**What this task involves**
Present as a numbered list the lines of the records below, beginning with the line that contains "y=249, one point per instance." and continuing through the line that contains "x=421, y=348", with blank lines omitted. Include only those lines.
Information supplied start
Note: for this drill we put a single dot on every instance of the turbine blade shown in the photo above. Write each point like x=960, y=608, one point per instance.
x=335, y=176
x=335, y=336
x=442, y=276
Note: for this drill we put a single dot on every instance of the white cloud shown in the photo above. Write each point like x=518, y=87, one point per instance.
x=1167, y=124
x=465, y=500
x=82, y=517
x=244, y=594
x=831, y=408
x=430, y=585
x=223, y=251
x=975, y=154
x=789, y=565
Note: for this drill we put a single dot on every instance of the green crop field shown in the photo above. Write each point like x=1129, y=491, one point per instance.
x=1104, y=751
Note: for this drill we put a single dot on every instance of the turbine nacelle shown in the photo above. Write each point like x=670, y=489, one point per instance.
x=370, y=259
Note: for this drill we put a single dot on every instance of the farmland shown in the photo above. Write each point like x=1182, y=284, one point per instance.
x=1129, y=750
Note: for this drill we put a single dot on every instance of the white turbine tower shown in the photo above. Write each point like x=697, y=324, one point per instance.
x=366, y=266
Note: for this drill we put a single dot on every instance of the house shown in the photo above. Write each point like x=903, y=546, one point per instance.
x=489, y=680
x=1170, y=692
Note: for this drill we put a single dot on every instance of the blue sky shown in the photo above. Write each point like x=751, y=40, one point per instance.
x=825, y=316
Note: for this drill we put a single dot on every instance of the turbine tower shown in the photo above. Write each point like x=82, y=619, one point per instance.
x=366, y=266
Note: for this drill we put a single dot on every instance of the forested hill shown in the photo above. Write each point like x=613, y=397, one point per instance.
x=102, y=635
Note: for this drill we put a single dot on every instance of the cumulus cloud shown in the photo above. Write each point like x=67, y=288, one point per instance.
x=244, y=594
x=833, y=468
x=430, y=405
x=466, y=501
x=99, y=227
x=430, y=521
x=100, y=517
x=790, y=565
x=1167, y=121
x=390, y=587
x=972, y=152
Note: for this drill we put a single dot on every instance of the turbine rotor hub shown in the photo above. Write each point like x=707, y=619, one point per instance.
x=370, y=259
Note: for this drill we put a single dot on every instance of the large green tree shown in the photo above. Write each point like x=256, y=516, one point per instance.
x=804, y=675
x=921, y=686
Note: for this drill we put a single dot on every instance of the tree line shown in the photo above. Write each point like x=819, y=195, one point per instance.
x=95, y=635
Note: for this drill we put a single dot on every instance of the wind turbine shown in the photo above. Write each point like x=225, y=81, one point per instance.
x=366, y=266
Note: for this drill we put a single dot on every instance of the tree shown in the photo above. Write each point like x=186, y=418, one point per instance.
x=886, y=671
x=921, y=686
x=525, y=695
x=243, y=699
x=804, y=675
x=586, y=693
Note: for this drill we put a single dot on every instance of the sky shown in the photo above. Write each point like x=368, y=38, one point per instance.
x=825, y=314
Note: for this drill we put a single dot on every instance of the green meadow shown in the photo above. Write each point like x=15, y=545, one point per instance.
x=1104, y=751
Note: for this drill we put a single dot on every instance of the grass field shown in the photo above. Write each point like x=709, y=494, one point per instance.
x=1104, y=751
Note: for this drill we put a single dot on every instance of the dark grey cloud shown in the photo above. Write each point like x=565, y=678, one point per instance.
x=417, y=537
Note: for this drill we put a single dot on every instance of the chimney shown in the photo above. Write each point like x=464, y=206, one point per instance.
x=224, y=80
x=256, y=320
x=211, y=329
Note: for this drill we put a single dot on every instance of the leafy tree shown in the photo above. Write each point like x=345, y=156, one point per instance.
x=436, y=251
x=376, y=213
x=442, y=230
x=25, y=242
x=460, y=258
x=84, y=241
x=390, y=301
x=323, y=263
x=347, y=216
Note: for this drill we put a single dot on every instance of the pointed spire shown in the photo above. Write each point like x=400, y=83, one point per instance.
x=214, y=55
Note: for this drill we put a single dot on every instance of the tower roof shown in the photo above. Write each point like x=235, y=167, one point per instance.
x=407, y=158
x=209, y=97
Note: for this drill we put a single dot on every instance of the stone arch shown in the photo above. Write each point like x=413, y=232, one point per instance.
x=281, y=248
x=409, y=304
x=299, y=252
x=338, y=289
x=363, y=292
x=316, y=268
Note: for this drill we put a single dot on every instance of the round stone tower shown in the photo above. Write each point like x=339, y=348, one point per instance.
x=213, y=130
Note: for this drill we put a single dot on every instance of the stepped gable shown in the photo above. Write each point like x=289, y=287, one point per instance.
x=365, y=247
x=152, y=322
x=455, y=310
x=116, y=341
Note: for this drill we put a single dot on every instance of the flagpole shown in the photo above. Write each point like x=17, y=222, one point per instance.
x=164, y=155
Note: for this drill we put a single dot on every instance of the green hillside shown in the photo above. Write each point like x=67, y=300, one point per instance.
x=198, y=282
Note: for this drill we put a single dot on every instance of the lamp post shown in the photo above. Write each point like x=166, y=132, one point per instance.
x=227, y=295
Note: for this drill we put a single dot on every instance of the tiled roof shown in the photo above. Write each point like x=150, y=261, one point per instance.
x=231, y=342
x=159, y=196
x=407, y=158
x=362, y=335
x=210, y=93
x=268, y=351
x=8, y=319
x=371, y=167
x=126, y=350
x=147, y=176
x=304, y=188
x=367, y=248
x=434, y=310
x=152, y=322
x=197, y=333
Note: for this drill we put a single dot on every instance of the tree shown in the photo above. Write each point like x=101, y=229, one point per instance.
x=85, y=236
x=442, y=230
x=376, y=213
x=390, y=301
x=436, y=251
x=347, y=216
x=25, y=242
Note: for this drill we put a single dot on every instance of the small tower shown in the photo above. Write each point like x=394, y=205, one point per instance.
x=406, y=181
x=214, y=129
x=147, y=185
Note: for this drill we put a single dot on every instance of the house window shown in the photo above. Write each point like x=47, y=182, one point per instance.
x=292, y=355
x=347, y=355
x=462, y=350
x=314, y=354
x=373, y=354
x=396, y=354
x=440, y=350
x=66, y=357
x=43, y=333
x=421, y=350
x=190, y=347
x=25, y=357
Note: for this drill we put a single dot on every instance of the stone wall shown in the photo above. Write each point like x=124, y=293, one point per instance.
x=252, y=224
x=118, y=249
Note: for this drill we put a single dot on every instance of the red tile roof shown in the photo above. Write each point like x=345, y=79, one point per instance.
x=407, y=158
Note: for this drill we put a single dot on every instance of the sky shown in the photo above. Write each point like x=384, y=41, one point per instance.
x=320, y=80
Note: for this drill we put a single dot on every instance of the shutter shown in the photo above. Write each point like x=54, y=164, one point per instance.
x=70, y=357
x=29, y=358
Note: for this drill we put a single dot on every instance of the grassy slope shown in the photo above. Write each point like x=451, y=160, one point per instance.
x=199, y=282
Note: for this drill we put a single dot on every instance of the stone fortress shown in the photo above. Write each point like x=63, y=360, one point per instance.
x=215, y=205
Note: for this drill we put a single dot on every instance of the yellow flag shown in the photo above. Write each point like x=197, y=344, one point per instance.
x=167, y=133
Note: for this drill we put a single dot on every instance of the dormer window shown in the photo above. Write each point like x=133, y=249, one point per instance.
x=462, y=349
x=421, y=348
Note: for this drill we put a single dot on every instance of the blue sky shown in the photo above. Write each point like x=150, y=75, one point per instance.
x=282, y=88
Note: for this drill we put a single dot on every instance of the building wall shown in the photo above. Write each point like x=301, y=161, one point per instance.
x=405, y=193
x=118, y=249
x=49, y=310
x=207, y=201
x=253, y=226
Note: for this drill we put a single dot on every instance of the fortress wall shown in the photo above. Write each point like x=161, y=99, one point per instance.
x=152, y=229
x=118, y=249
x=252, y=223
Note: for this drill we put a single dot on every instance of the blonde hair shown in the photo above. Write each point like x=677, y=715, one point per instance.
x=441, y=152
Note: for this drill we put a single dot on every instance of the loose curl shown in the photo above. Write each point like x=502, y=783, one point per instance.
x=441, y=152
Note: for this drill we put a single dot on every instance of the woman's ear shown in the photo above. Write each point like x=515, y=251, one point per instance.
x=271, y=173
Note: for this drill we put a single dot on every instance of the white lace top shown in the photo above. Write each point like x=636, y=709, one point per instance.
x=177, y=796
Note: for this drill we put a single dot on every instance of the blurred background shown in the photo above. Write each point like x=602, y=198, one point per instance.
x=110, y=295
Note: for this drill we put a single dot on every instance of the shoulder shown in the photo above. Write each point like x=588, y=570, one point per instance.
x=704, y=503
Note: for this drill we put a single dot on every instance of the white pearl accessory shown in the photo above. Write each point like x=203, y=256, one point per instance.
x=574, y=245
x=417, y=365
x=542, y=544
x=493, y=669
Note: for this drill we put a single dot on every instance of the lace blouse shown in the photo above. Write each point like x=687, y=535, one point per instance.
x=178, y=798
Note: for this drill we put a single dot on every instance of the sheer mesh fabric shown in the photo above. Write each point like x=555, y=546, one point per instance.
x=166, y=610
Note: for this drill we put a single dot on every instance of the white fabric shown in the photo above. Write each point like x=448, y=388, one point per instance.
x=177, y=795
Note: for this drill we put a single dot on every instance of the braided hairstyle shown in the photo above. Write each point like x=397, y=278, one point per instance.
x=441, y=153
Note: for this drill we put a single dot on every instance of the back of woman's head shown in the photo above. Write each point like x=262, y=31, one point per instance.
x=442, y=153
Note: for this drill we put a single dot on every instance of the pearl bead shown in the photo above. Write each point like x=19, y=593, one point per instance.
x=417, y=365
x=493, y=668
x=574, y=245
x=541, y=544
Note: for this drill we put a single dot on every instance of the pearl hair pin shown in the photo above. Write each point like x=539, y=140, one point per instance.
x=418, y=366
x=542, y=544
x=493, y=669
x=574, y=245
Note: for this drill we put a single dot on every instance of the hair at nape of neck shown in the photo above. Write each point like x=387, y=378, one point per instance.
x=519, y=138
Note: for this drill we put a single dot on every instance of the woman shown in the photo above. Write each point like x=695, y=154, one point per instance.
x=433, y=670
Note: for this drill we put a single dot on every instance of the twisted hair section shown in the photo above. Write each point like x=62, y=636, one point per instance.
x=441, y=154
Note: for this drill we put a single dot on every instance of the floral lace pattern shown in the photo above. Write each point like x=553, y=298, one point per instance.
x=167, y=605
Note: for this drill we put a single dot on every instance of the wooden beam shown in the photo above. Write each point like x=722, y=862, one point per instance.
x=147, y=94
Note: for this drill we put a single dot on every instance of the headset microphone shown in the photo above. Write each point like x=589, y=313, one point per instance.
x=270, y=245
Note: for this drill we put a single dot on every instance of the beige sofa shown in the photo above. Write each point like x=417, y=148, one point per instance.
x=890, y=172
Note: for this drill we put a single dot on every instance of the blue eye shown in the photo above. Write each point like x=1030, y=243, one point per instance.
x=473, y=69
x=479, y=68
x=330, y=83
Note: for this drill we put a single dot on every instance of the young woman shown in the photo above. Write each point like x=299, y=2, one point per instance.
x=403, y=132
Information supplied end
**Finished task**
1. Note: for this drill we put a single dot on every instance of the dormer window shown in the photo above. Write each point like x=133, y=249, one point per instance.
2. x=462, y=349
3. x=421, y=348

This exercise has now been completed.